*** Task material Section Begins ***

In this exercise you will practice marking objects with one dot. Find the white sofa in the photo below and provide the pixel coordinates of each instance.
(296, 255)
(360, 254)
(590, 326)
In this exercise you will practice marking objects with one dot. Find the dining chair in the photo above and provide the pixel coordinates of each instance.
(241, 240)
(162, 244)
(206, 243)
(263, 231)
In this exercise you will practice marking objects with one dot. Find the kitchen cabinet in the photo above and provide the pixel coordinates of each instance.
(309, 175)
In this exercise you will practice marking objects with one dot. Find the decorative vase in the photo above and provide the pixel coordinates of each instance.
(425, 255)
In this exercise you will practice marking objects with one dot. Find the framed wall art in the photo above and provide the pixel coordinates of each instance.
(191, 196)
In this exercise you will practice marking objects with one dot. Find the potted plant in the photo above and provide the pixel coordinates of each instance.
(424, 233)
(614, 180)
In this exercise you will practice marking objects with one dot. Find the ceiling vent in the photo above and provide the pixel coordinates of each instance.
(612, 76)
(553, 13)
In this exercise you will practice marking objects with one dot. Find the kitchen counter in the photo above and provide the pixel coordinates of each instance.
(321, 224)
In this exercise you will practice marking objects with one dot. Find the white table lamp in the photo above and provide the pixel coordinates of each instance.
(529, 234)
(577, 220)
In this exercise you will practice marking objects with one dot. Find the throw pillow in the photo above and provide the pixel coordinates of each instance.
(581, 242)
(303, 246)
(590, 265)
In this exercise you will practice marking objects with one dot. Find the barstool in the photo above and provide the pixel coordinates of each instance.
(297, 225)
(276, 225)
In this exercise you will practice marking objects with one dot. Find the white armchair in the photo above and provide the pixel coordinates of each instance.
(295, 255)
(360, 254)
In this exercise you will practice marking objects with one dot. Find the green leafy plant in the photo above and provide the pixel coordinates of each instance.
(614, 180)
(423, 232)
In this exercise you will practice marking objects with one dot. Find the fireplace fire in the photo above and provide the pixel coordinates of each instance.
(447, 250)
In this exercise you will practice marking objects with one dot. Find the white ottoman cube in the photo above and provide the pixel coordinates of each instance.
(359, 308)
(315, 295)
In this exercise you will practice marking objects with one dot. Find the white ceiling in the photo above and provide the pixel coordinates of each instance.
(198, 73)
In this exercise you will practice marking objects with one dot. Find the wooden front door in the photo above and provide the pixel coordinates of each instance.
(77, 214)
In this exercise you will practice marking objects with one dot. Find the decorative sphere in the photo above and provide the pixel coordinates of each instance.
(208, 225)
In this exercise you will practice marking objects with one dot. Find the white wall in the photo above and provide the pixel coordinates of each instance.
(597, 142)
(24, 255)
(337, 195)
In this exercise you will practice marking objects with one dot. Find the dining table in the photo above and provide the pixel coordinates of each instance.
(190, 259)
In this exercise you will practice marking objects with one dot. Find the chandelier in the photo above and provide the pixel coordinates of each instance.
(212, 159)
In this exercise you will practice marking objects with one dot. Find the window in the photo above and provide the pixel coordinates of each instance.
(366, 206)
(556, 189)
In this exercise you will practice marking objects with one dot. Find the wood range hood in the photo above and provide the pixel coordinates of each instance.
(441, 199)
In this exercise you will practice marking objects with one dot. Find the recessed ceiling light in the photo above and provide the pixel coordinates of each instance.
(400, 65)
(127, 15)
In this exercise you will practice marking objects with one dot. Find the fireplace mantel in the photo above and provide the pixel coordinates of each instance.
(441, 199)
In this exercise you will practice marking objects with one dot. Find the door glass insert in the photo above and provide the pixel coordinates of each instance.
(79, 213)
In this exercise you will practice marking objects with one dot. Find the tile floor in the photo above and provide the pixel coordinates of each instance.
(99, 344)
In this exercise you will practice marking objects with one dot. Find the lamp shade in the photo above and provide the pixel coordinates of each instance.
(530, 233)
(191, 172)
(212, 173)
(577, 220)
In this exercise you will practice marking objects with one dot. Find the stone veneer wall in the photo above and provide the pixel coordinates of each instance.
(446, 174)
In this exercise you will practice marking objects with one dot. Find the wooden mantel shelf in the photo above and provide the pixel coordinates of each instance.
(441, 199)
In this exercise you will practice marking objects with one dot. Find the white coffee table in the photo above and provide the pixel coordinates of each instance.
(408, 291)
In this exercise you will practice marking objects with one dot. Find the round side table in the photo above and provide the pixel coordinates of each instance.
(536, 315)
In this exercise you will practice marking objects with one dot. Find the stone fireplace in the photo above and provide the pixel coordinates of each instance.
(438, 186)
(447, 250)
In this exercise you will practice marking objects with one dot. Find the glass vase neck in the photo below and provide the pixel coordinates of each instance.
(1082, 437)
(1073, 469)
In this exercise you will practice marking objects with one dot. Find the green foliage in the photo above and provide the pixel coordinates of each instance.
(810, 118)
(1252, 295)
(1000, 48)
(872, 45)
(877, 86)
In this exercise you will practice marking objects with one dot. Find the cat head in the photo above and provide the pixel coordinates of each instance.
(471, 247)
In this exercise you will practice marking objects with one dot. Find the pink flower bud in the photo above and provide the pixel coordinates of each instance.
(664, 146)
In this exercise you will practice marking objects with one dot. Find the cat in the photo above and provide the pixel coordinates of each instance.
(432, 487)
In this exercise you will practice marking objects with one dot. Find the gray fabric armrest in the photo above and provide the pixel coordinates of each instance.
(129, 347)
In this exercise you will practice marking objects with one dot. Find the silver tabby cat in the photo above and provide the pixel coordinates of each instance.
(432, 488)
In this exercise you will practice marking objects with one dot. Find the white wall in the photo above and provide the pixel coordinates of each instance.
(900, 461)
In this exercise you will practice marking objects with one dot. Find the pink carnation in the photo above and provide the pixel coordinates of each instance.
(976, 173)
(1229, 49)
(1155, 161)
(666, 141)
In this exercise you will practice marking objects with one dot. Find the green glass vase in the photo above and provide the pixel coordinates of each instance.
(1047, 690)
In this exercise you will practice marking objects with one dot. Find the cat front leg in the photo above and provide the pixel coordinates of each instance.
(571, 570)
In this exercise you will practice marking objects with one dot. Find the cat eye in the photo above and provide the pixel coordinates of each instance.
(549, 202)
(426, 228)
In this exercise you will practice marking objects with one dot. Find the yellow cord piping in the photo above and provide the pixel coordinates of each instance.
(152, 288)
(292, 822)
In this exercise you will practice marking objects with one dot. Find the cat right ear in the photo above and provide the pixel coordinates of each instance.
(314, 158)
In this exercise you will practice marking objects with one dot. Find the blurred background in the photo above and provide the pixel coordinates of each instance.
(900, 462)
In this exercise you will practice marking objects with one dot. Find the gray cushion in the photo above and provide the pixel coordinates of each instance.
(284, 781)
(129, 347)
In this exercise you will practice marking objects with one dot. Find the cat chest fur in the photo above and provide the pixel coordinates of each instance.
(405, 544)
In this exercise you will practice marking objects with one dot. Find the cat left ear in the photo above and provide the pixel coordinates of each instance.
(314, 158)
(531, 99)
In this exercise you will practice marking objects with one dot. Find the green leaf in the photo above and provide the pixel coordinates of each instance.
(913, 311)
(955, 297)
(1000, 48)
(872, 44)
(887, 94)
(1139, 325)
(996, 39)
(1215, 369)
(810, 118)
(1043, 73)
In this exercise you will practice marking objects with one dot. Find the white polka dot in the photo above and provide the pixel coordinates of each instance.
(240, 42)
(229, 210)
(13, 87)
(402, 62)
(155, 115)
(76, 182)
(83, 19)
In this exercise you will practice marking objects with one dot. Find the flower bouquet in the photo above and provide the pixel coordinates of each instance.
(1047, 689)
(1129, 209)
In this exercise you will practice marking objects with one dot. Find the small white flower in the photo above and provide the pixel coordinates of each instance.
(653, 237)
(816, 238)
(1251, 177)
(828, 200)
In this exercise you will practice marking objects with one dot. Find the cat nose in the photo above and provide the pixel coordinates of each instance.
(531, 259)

*** Task material Section Ends ***

Problem requirements >> The records must be reproduced in full. Nothing should differ.

Response below >>
In this exercise you will practice marking objects with one dot. Find the white sofa in the photo below and provide the pixel coordinates of each instance.
(296, 255)
(360, 254)
(590, 326)
In this exercise you will practice marking objects with one dot. Find the dining chair in the photo above and provide the pixel coordinates of each instance.
(241, 240)
(162, 244)
(206, 243)
(263, 231)
In this exercise you will practice marking objects with one dot. Find the kitchen cabinet in the photo above and provide the pixel coordinates of each instance.
(309, 175)
In this exercise you will practice marking objects with one dot. Find the decorative vase in the photo above and provide the pixel coordinates of each instance.
(425, 255)
In this exercise you will practice marking objects with one dot. Find the framed wall art in the photo above and provide the pixel coordinates of each instance.
(191, 196)
In this exercise you will practice marking objects with one dot. Find the potted plant in the photo above and provide the pixel coordinates of each instance.
(424, 233)
(614, 180)
In this exercise you will practice marking objects with one dot. Find the ceiling vent in the photo above and provide the pixel coordinates of each instance.
(612, 76)
(553, 13)
In this exercise you will practice marking objects with one dot. Find the kitchen counter in the photo above and provide the pixel coordinates of each instance.
(321, 224)
In this exercise you will practice marking objects with one dot. Find the white table lamp in the photo above and provide the pixel coordinates of each instance.
(529, 234)
(577, 220)
In this exercise you will practice marking objects with one dot. Find the throw pillow in the photo above and provide the pixel coordinates of each instance.
(581, 242)
(303, 246)
(590, 265)
In this exercise you will practice marking objects with one dot. Find the barstool in the photo above and provide the pixel coordinates of each instance.
(297, 225)
(276, 225)
In this exercise you will practice marking objects with one dot. Find the white armchair in the photo above and provide the pixel coordinates of each instance.
(295, 255)
(360, 254)
In this exercise you will practice marking objects with one dot. Find the green leafy plant in the photo above and provide the pixel coordinates of each instance.
(614, 180)
(423, 232)
In this exercise you will practice marking objects with one dot. Find the fireplace fire in the photo above and provide the pixel coordinates of each instance.
(447, 250)
In this exercise you will practice marking objects with one dot. Find the white ottoman cube in the photo above and provide the pixel coordinates of each instance.
(359, 308)
(315, 295)
In this exercise you will practice marking objects with one dot. Find the white ceiling in the photo above and provide the pixel coordinates of each instance.
(198, 73)
In this exercise you will practice marking objects with one dot. Find the wooden front door in the photo above and provide the pixel coordinates of each instance.
(77, 214)
In this exercise you will practice marking objects with one dot. Find the decorative sphere in the photo above and provide the pixel coordinates of each instance.
(208, 225)
In this exercise you will practice marking objects with one dot. Find the white wall in the photo above and provide the pixel coordinates of each instance.
(597, 142)
(24, 255)
(337, 195)
In this exercise you will practice marking objects with one dot. Find the dining table in the photo above and provide the pixel coordinates of each instance.
(190, 259)
In this exercise you will practice marking objects with one dot. Find the chandelier in the photo above and provide the pixel coordinates of each instance.
(212, 159)
In this exercise you will practice marking objects with one dot. Find the window in the photo above and provide the pixel coordinates of each instance.
(366, 206)
(556, 189)
In this exercise you will practice marking objects with one dot. Find the wood range hood in the photo above and provide the pixel coordinates of each instance.
(441, 199)
In this exercise you will practice marking objects with one dot. Find the recessed ceiling light in the photo above and provide the pixel coordinates of each instance.
(400, 65)
(127, 15)
In this exercise you will practice marking objects with one dot. Find the fireplace mantel in the photo above and provide the pixel coordinates of each instance.
(441, 199)
In this exercise you will practice marking objects with one dot. Find the door glass insert in the photo above and provide the pixel coordinates of each instance.
(79, 213)
In this exercise you will practice marking objects with one dot. Find the tile floor in the photo above and provide the pixel coordinates of each instance.
(99, 344)
In this exercise you will practice marking objects with one dot. Find the lamp shade in the photo above and provide the pixel coordinates of each instance.
(530, 233)
(191, 172)
(212, 173)
(577, 220)
In this exercise you will practice marking objects with one dot. Find the stone veneer wall in the photo above and provide the pixel coordinates of each instance.
(446, 174)
In this exercise you will practice marking objects with one dot. Find the wooden mantel shelf in the photo above and provide the pixel coordinates of each instance.
(441, 199)
In this exercise you will practice marking objects with one dot. Find the white coffee table in the photo above and provide the pixel coordinates of each instance.
(408, 291)
In this exercise you will practice marking objects with one dot. Find the round side table in the photo above and provide the pixel coordinates of each instance.
(536, 315)
In this exercise you will practice marking objects with one dot. Find the stone fireplace in the photo above and provide the pixel coordinates of each instance.
(438, 186)
(447, 250)
In this exercise you will practice marking objects with one dot. Find the glass vase neck in the photo below and provide the pixel coordinates of each instance.
(1082, 437)
(1073, 469)
In this exercise you will practice marking objects with one dot. Find the green foliage in the photo above and provide the pixel coordinates of each instance.
(810, 118)
(1252, 295)
(1000, 48)
(872, 45)
(877, 86)
In this exercise you will practice marking objects with one dot. Find the cat head in the photo above and provide the pixel coordinates of each instance.
(471, 247)
In this exercise you will practice marking objects with one dot. Find the pink flower bud in the photo above and provide the pixel coordinates of each instance.
(664, 146)
In this exercise you will practice marking objects with one dot. Find the cat in the photo above and provide the pixel coordinates of each instance.
(432, 487)
In this exercise you will practice marking objects with one dot. Find the gray fabric armrest in the photo above and provide the pixel coordinates of each instance.
(129, 347)
In this exercise you will practice marking objects with one dot. Find the silver tabby cat in the photo above and provide the pixel coordinates of each instance.
(432, 488)
In this exercise you will practice marking objects with one dot. Find the white wall in the photo above and provide the pixel coordinates of each instance.
(900, 461)
In this exercise you will practice marking objects with one dot. Find the pink carnation in the photo above and provide the pixel coordinates of each instance.
(976, 173)
(1229, 49)
(1155, 161)
(666, 141)
In this exercise you will practice marking objects with one dot. Find the green glass vase in the photo above and provide the pixel coordinates of each instance.
(1047, 690)
In this exercise you will practice marking objects with one dot. Find the cat front leg in the photo above and provide the pixel coordinates of each instance.
(571, 570)
In this exercise you will practice marking objects with one dot. Find the cat eye in the photo above and provide the pixel coordinates of each instance.
(549, 202)
(426, 228)
In this exercise you will practice marking objects with one dot. Find the yellow cord piping in the photo above and provide the pixel coordinates of each instance.
(152, 288)
(292, 822)
In this exercise you will practice marking objects with one dot. Find the cat right ear in the photo above and provide the pixel coordinates of each instance.
(314, 158)
In this exercise you will practice marking objects with one dot. Find the blurred background in the photo above and provide the pixel coordinates of each instance.
(900, 462)
In this exercise you will practice marking objects with one dot. Find the gray cushion in the photo above and provide the pixel coordinates of each instance.
(284, 781)
(129, 347)
In this exercise you will practice marking objects with one dot. Find the cat chest fur in the photo above and provide the pixel coordinates of each instance.
(405, 544)
In this exercise you will practice marking objects with one dot. Find the cat left ear in the photo above and provide the pixel coordinates of each instance.
(314, 158)
(531, 99)
In this exercise you will practice marking objects with one dot. Find the green leaf in the photo above and provide the pixel coordinates of each instance.
(913, 311)
(955, 297)
(1000, 48)
(872, 44)
(887, 94)
(1139, 325)
(996, 39)
(1215, 369)
(810, 118)
(1043, 73)
In this exercise you will practice marking objects with one dot. Find the white polka dot in the photo above and provide the pixel coordinates of each instance.
(240, 42)
(229, 210)
(13, 87)
(402, 62)
(155, 115)
(76, 182)
(83, 19)
In this exercise you will practice marking objects with one dot. Find the flower bouquet in the photo above and provide the pixel coordinates of each instance.
(1047, 689)
(1129, 209)
In this exercise you will practice marking objects with one dot. Find the small white flower in the photo above and provide the pixel coordinates of each instance.
(653, 237)
(816, 238)
(1251, 177)
(828, 200)
In this exercise you will practice marking objects with one dot. Find the cat nose in the photo above and provide the pixel coordinates of each instance.
(531, 259)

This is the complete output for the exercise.